**What to work on:**
1. Before the material, there is a passage about LNG imports and natural gas quality. Quote it word for word from "In a recent" to "several industry associations.".
2. A passage on LNG imports and natural gas quality appears ahead of the material. Continue that passage from its last sentence.

**Passage given:**
The significant expansion of plans to bring LNG into the US has raised questions and prompted debate about natural gas quality.
In a recent report, the US Energy Information Administration stated that LNG imports will become an important part of the US energy market.1 In February 2004, the US Federal Energy Regulatory Commission held a session on natural gas interchangeability and gas quality issues.2
Issues raised at the FERC hearing such as the condensation of heavier hydrocarbons in gas distribution were probably unrelated to LNG imports, but LNG imports could conceivably cause other problems related to natural gas quality.
Although some of the submitted comments at the hearing dealt with LNG imports, a broad discussion dealt with wider gas-quality issues. The submissions came from participants in LNG projects, gas transmission and distribution companies, end-users, equipment suppliers, midstream operators, and several industry associations.
Despite agreement in principle on some issues, there was no consensus on natural gas interchangeability in terms of the specifications or suitability for end use.

**Collected data:**

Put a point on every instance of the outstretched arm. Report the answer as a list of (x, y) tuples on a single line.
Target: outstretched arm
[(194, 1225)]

**In response:**
1.
In a recent report, the US Energy Information Administration stated that LNG imports will become an important part of the US energy market.1 In February 2004, the US Federal Energy Regulatory Commission held a session on natural gas interchangeability and gas quality issues.2
Issues raised at the FERC hearing such as the condensation of heavier hydrocarbons in gas distribution were probably unrelated to LNG imports, but LNG imports could conceivably cause other problems related to natural gas quality.
Although some of the submitted comments at the hearing dealt with LNG imports, a broad discussion dealt with wider gas-quality issues. The submissions came from participants in LNG projects, gas transmission and distribution companies, end-users, equipment suppliers, midstream operators, and several industry associations.

2.
There is also a difference of opinion between, on the one hand, gas producers and some LNG exporters who want the discretion to leave heavier hydrocarbons for sale as gaseous constituents and, on the other hand, gas distribution companies and some end users who want to enforce hydrocarbon dewpoint specifications and object to the inclusion of the heavier hydrocarbons in the gas stream.
There are also other implications relating to LNG imports in Florida and California, including the prospect that these LNG imports could meet the summer peak power generation and air conditioning loads.
And, there is some uncertainty on how LNG imports will affect utilization of US interstate gas pipelines flowing into California and Florida.
Hydrocarbon dewpoint
Several comments focused on the need for hydrocarbon dewpoint specifications. Some of the submissions outlined incidents in which heavier hydrocarbons had formed as a liquid phase in gas pipelines or gas distribution systems.
Texas Gas Transmission LLC noted that "Historically, sellers of natural gas have reserved processing rights and arranged to have wet gas processed because of the economic value of the liquefiable hydrocarbons in the gas stream."
The American Public Gas Association stated that "certain producers/processors find it more profitable to leave the heavy hydrocarbons in the gas stream than to strip them out and sell as liquids–a phenomenon known as upside down economics."
Texas Gas said simply "When liquids form in the pipe, bad things often happen."
Most of the comments recognized the need for hydrocarbon dewpoint specifications.
While LNG imports from certain countries may have elevated levels of liquefiable hydrocarbons, the reported problems of hydrocarbon liquids have mostly involved natural gas produced from US sources. For these reasons, US gas pipelines will likely continue to monitor and to maintain hydrocarbon dewpoint specifications.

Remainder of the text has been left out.